He belonged to the generation of masters at the turn of the XX century, but was equally our contemporary. His creative works kept pace with the times, losing not their freshness and never stopping to live. Moreover, his buoyant art seems to be looking at us from the future, at a time when mankind in experiencing the heavy strain of the present times.

After all, art is man himself, the incarnation of his spiritual world, his feelings and tendencies. Martiros Sarian is still for a great many people a fragrant memory. And most of us are indeed happy that we had known Sarian _ the man.

The main features of Sarian’s individuality are his love of life and patriotism. His pantheistic feelings, his inclination for nature showed to be taking shape in his early childhood. At times, when he was asked to explain the reason of his longevity, he answered with a childish spontaneity: “I have done no harm to nature”.

Just a few days prior to his death, he said: “Life resembles to an island. People come out of the sea, pass over the island and merge into the sea again”.

Sarian was destined to sea his glory. People who knew him were surprised at his attitude towards his glory. Happiness, he thought, was not limited to the satisfaction of one’s own personal tendencies. He lived in his private residence, in his museum, alloted to him by the government in his life time. He would have lived in the same way in his parental hut, or, say, under a tent in nature. He world never change this naturality by anything else. Sarian’s concept of glory was to see and depict the “miracle of life, its beauty”.

TALES AND DREAMS – 1904-1908


The works created by Sarian when still a student at the Moscow School of Painting, Sculpture and Architecture, indicate his professional maturity and the deep respect for his remarkable teachers V. Serov and K. Korovin.

**STATED TASK A**
Print the lines of the entries below, from the line with "If you could tag every instance of the man with" up to and including the line with "point(485, 374)".

**GIVEN DATA**
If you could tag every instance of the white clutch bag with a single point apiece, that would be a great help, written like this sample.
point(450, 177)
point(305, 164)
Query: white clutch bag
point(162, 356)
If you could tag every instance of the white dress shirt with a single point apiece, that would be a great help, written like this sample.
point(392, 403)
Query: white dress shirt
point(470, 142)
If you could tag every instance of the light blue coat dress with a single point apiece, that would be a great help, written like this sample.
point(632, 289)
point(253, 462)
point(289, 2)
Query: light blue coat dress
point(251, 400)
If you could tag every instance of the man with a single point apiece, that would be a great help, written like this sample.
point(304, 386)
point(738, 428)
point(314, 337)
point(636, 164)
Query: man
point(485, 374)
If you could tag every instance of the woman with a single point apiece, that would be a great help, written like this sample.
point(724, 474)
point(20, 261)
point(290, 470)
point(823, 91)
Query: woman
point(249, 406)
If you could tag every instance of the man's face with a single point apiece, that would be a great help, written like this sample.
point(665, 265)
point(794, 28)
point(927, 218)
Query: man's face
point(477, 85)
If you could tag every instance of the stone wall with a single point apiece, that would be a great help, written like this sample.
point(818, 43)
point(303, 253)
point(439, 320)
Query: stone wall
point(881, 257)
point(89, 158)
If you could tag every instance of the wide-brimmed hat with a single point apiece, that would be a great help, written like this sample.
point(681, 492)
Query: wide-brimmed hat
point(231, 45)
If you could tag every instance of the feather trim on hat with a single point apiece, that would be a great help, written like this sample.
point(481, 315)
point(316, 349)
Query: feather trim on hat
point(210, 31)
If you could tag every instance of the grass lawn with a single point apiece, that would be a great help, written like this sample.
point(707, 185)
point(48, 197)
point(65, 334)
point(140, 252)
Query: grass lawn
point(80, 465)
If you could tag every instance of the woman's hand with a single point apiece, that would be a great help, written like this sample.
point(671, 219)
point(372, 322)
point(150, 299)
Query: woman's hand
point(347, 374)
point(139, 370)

**STATED TASK B**
Proceed with the passage on the painter Martiros Sarian, writing on from its last sentence.

**EXERCISE ANSWER A**
If you could tag every instance of the man with a single point apiece, that would be a great help, written like this sample.
point(304, 386)
point(738, 428)
point(314, 337)
point(636, 164)
Query: man
point(485, 374)

**EXERCISE ANSWER B**
The path chosen by a real artist is mostly predetermined by his memories of childhood. Sarian was born in the town of Nor-Nakhichevan, on the banks of the River Don, and had spent his childhood at the farm of his father, away from the town. The family of Sarians, as well as thousands of other Armenian refugees, had migrated from the ancient Armenian capital town of Ani to the Crimea, and from the Crimea to the banks of the River Don during the reign of Ekaterina II, and continued to live there with their traditional, simple, patriarchal way of life.

The acquaintance of the young painter with his native lend, - a painter who was still alient to the urban way of life, watching the reality simplemindedly, getting fascinated by the beauties of nature, - resutled in giving shape to Sarian’s creative “self ”, and spontaneously gave rise to the series of his own creative works in the form of the so-called “Tales and Dreams”.

Among them one can came across to a one eyed creature (“A Comet”). According to the painter’s testimony, it is he himself who appears in the pictures as a poet enjoying the boundless beauty of space. In the picture “By the Sea-side. A Sphynx”, the Egyptian sphynx is represented by a woman whose body is fused with the earth. Her image embodies the idea of Mother-Nature.

In the “Tales” of 1905-1908, painted in tempera, he had introduced something new. In the pictures “The Charms of the Sun”, “The Pomegranate-tree”, “The Panthers”, “A Hot Day. By the Well”, “By the Sea-side. A Sphynx”, the color-light atmosphere of the images takes an expressive significance thanks to the contrasting harmonies of the colour. The most dominant feature of these works is the burning light, radiating as if from the depth of the canvas, as the strongest impression borne upon the painter from his native nature. This light seemed to by something unreal and unbelievable in its own time. However, it was this very feature that predetermined the originality of Sarian as the master-painter of a country blessed by the blazing sun.

The Sarianic “Dream” is the expression of natural and sacred human feelings. And the most sacred feeling for the painter was his link with his native land, a land which existed from him and his people as a bright dream.

Sarian’s “Dream” had another source, as well. In those years he had made a close acquaintance with his great compatriots including the poets Hovhanness Tumanian, Avetik Issahakian, Vahan Terian, the architects Toros Toramanian, Alexander Tamanian, the well-known revolutionary Alexander Myasnikian, with whom he had shared the same room and in 1909 had chosen him as a model for such a significant picture as “The Agriculturist” which has not, unfortunately been preserved.